◆ TAREAS POR RESOLVER:
1. En el texto sobre los tiroteos policiales, convierte en una lista breve el párrafo que empieza por «Lo que Fyfe descubrió» y conserva sus datos principales.
2. Prosigue el texto sobre los tiroteos policiales a partir de su última oración.

◆ TEXTO DE LECTURA:
______

Lo que Fyfe descubrió fue que los agentes lo hacían verdaderamente bien cuando estaban cara a cara con un sospechoso y cuando lo habían detenido. En tales situaciones, hicieron lo «correcto» un 92 por ciento de las veces. Pero el modo en que se acercaron a la escena del delito fue nefasto y su puntuación fue sólo de 15 por ciento. Ahí residía el problema. No adoptaron las medidas necesarias para evitar el autismo transitorio. Y cuando el condado de Dade se concentró en la mejora de la actuación policial antes de enfrentarse con el sospechoso, el número de reclamaciones contra los agentes y el de lesiones a policías y civiles cayó en picado. «A nadie le gusta ponerse en una posición en la que la única manera de defenderse es disparando a otro», dice Fyfe. «Si tienes que depender de tus reflejos, alguien va a salir herido y sin necesidad alguna. Si aprovechas la inteligencia y te pones a cubierto, casi nunca será necesario tomar una decisión instintiva».

«Algo me dijo que no disparara aún»

Lo valioso del diagnóstico de Fyfe es cómo da la vuelta a la cuestión tan debatida de los tiroteos policiales. Los detractores de la conducta policial se centran siempre en las intenciones de agentes concretos. Hablan de racismo y parcialidad deliberada. Los defensores de la policía, por su parte, se escudan siempre en lo que Fyfe denomina «el síndrome de la fracción de segundo»: un agente acude cuanto antes al lugar de los hechos, ve al malo, no hay tiempo para pensar, actúa. Esa situación requiere que se acepten las equivocaciones como algo inevitable. En definitiva, ambos puntos de vista son derrotistas. Dan por sentado que una vez iniciado un incidente crucial, no puede hacerse nada para impedirlo o dominarlo. Y cuando intervienen las reacciones instintivas, esa opinión se generaliza. Pero es una suposición errónea. Hay un aspecto fundamental en el que el pensamiento inconsciente no se diferencia del pensamiento consciente: en ambos podemos desarrollar nuestra capacidad para tomar decisiones rápidas a base de formación y experiencia.

______

◆ DATOS PROPORCIONADOS:
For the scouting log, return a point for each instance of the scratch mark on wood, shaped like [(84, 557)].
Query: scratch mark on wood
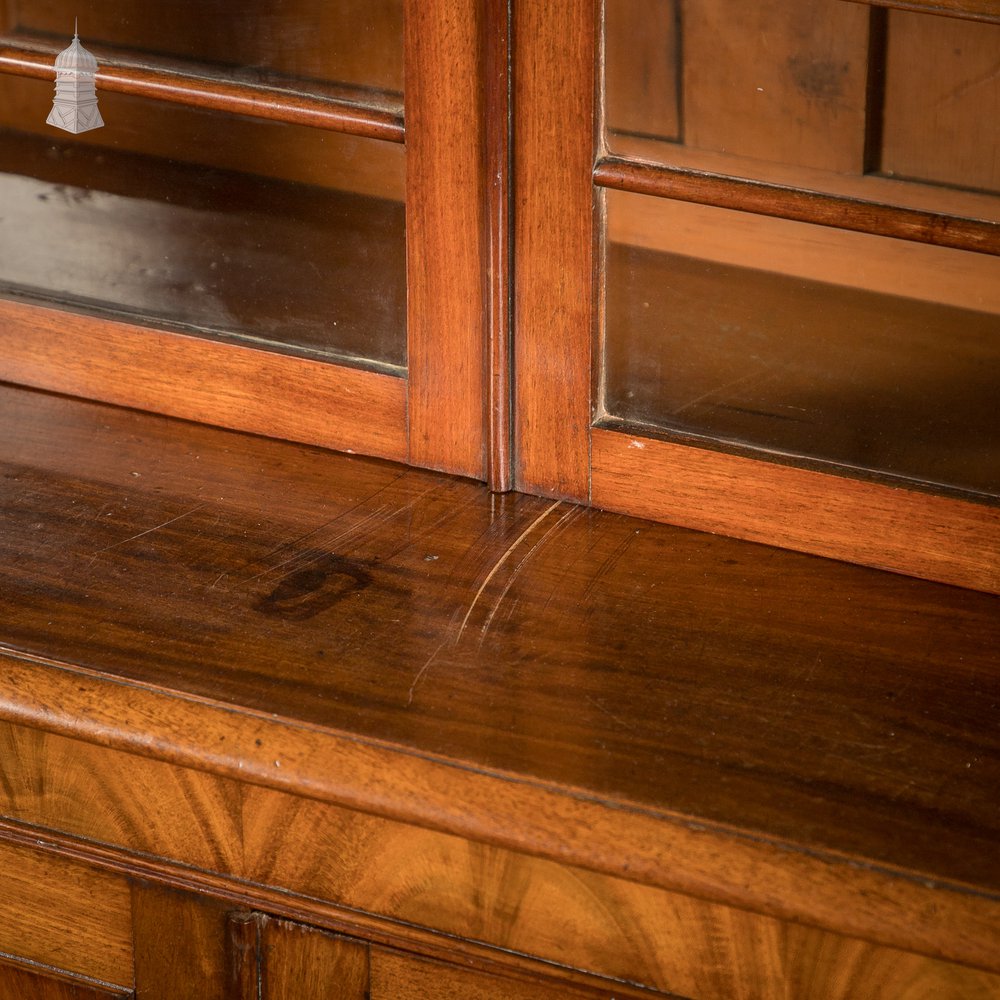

______

◆ RESULTADOS:
1.
- Los agentes actuaban muy bien cara a cara con un sospechoso y al detenerlo: hacían lo «correcto» el 92 por ciento de las veces.
- Su manera de acercarse a la escena del delito era nefasta, con una puntuación de solo el 15 por ciento.
- Ahí estaba el problema: no adoptaban las medidas necesarias para evitar el autismo transitorio.
- Cuando el condado de Dade se centró en mejorar la actuación policial anterior al enfrentamiento, cayeron en picado las reclamaciones contra los agentes y las lesiones a policías y civiles.
- Según Fyfe, depender de los reflejos provoca heridos innecesarios. Aprovechar la inteligencia y ponerse a cubierto hace que casi nunca haga falta una decisión instintiva.

2.
¿Son inevitables la excitación extrema y la ceguera mental en condiciones de estrés? Desde luego que no. De Becker, cuya empresa presta servicios de seguridad a personajes públicos, somete a sus guardaespaldas a un programa de lo que él llama «inoculación de estrés». «En la prueba que realizamos, la persona a la que se ofrece protección le dice al guardaespaldas: "Acérquese; oigo un ruido", y según éste dobla la esquina, ¡pum!, le disparan. No se hace con un arma real. La bala no es más que una cápsula de plástico que deja una marca, pero la sientes. Y has de seguir adelante. A continuación, decimos: "Tienes que hacerlo de nuevo", y esta vez le disparamos según entra en la casa. Pues bien, la cuarta o quinta vez que recibes un disparo simulado, ya es otra cosa». De Becker hace un ejercicio parecido en el que solicita a los guardaespaldas en prácticas que se enfrenten a un perro furioso repetidas veces. «Al principio, su frecuencia cardiaca es de 175. Ni siquiera ven con claridad. Pero la segunda o la tercera vez las pulsaciones bajan a 120, después a 110 y entonces ya pueden funcionar». Ese tipo de entrenamiento, realizado una y otra vez en combinación con experiencias de la vida real, hace variar esencialmente la forma en que un agente de policía reacciona ante una situación violenta.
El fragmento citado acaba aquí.